Tasks for this exercise:
[1] According to the excerpt on James Ivory, in which city did he grow up?
[2] From the excerpt on James Ivory, quote the part that opens with the words "American film director and" and closes with "and rich characters.".
[3] Write what comes next in the excerpt on James Ivory, continuing after its final sentence.

American film director and screenwriter (born 1928)

James Francis Ivory (born Richard Jerome Hazen; June 7, 1928) is an American film director, screenwriter, and producer. He was a principal in Merchant Ivory Productions along with Indian film producer Ismail Merchant (his domestic and professional partner) and screenwriter Ruth Prawer Jhabvala. The trio made film adaptations of stories by authors such as E.M. Forster and Henry James. Their body of work is celebrated for its elegance, sophistication, literary fidelity, strong performances, complex themes, and rich characters.

Merchant–Ivory was established in 1961 in India where they made modestly budgeted films including The Householder (1963), Shakespeare Wallah (1965), and Bombay Talkie (1970). Ivory began adapting films from classic novels such as The Europeans (1979), Quartet (1981), Heat and Dust (1983), The Bostonians (1984), Maurice (1987), and Mr. & Mrs. Bridge (1990). During this period he was nominated for the Academy Award for Best Director for A Room with a View (1985), Howards End (1992), and The Remains of the Day (1993). At the age of 89, Ivory won the Academy Award for Best Adapted Screenplay for his work on Luca Guadagnino's Call Me by Your Name (2017), becoming the oldest competitive Academy Award winner.

Ivory's accolades also include three BAFTAs, and a Writers Guild of America Award as well as nominations for three Golden Globe Awards. He received the Directors Guild of America Lifetime Achievement Award in 1995. Ivory released his autobiography Solid Ivory: Memoirs (2021) and directed the documentary A Cooler Climate (2022).

==Early years and education==
James Ivory was born Richard Jerome Hazen on June 7, 1928, in Berkeley, California, and adopted shortly after birth by Hallie Millicent (née de Loney) and Edward Patrick Ivory, a sawmill operator; who renamed him James Francis Ivory. He grew up in Klamath Falls, Oregon. He attended the University of Oregon, where he received a degree in fine arts in 1951. Ivory is a recipient of the Lawrence Medal, UO's College of Design's highest honor for its graduates. His papers are held by UO Libraries' Special Collections and University Archives. He was UO's 2019-2020 honorary degree recipient.

Material provided:
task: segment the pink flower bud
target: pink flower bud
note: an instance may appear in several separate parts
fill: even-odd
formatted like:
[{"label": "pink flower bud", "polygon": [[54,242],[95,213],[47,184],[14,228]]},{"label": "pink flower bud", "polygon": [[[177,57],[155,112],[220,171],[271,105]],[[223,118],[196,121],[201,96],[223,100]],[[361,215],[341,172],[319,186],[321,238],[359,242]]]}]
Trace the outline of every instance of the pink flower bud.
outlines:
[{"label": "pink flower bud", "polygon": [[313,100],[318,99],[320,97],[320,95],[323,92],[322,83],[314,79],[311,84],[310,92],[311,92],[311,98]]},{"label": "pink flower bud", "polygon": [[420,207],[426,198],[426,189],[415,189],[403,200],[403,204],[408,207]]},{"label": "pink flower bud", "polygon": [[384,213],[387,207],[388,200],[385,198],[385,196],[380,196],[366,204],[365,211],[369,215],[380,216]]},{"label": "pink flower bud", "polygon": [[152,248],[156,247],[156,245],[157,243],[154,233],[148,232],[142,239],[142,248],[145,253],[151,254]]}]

Results by task:
[1] Klamath Falls, Oregon.

[2]
American film director and screenwriter (born 1928)

James Francis Ivory (born Richard Jerome Hazen; June 7, 1928) is an American film director, screenwriter, and producer. He was a principal in Merchant Ivory Productions along with Indian film producer Ismail Merchant (his domestic and professional partner) and screenwriter Ruth Prawer Jhabvala. The trio made film adaptations of stories by authors such as E.M. Forster and Henry James. Their body of work is celebrated for its elegance, sophistication, literary fidelity, strong performances, complex themes, and rich characters.

[3]
Ivory then attended the University of Southern California School of Cinematic Arts, where he directed the short film Four in the Morning (1953). He wrote, photographed, and produced Venice: Theme and Variations, a half-hour documentary submitted as his thesis film for his master's degree in cinema. The film was named by The New York Times in 1957 as one of the ten best non-theatrical films of the year. He graduated from USC in 1957.

== Career ==

=== 1959–1978: Beginnings and early films ===

Ivory met producer Ismail Merchant at a screening of Ivory's documentary The Sword and the Flute in New York City in 1959. In May 1961, Merchant and Ivory formed the film production company Merchant Ivory Productions. Merchant and Ivory became long-term life partners. Their professional and romantic relationship commenced in 1961 and continued until Merchant's death in 2005.

Ivory's professional partnership with Merchant has a place in the Guinness Book of World Records for the longest partnership in independent cinema history. Before Merchant's death in 2005, they produced 40 films, including a number of films that received Academy, BAFTA and Golden Globe awards. Ivory directed 17 theatrical films for Merchant Ivory, and novelist Ruth Prawer Jhabvala was the screenwriter for 22 of their productions in addition to another film produced by Merchant Ivory after Merchant's death.

Ismail Merchant once commented: "It is a strange marriage we have at Merchant Ivory ... I am an Indian Muslim, Ruth is a German Jew, and Jim is a Protestant American. Someone once described us as a three-headed god. Maybe they should have called us a three-headed monster!"

===1979–1993: Breakthrough and acclaim ===
In 1986, Ivory directed a film adaptation of the classic E. M. Forster novel A Room with a View. The film starred Helena Bonham Carter who was 18 years old at the time, in her first major film role. The film also co-starred Julian Sands, Maggie Smith, Judi Dench, Denholm Elliott, Simon Callow, and Daniel Day-Lewis. The film received universal praise with The Chicago Sun-Times film critic Roger Ebert gave the film four out of four stars, writing: "It is an intellectual film, but intellectual about emotions: It encourages us to think about how we feel, instead of simply acting on our feelings." The film received eight Academy Award nominations including Best Director for Ivory. He also received Best Director nominations from the British Academy Film Awards, the Golden Globes Awards, and the Directors Guild of America.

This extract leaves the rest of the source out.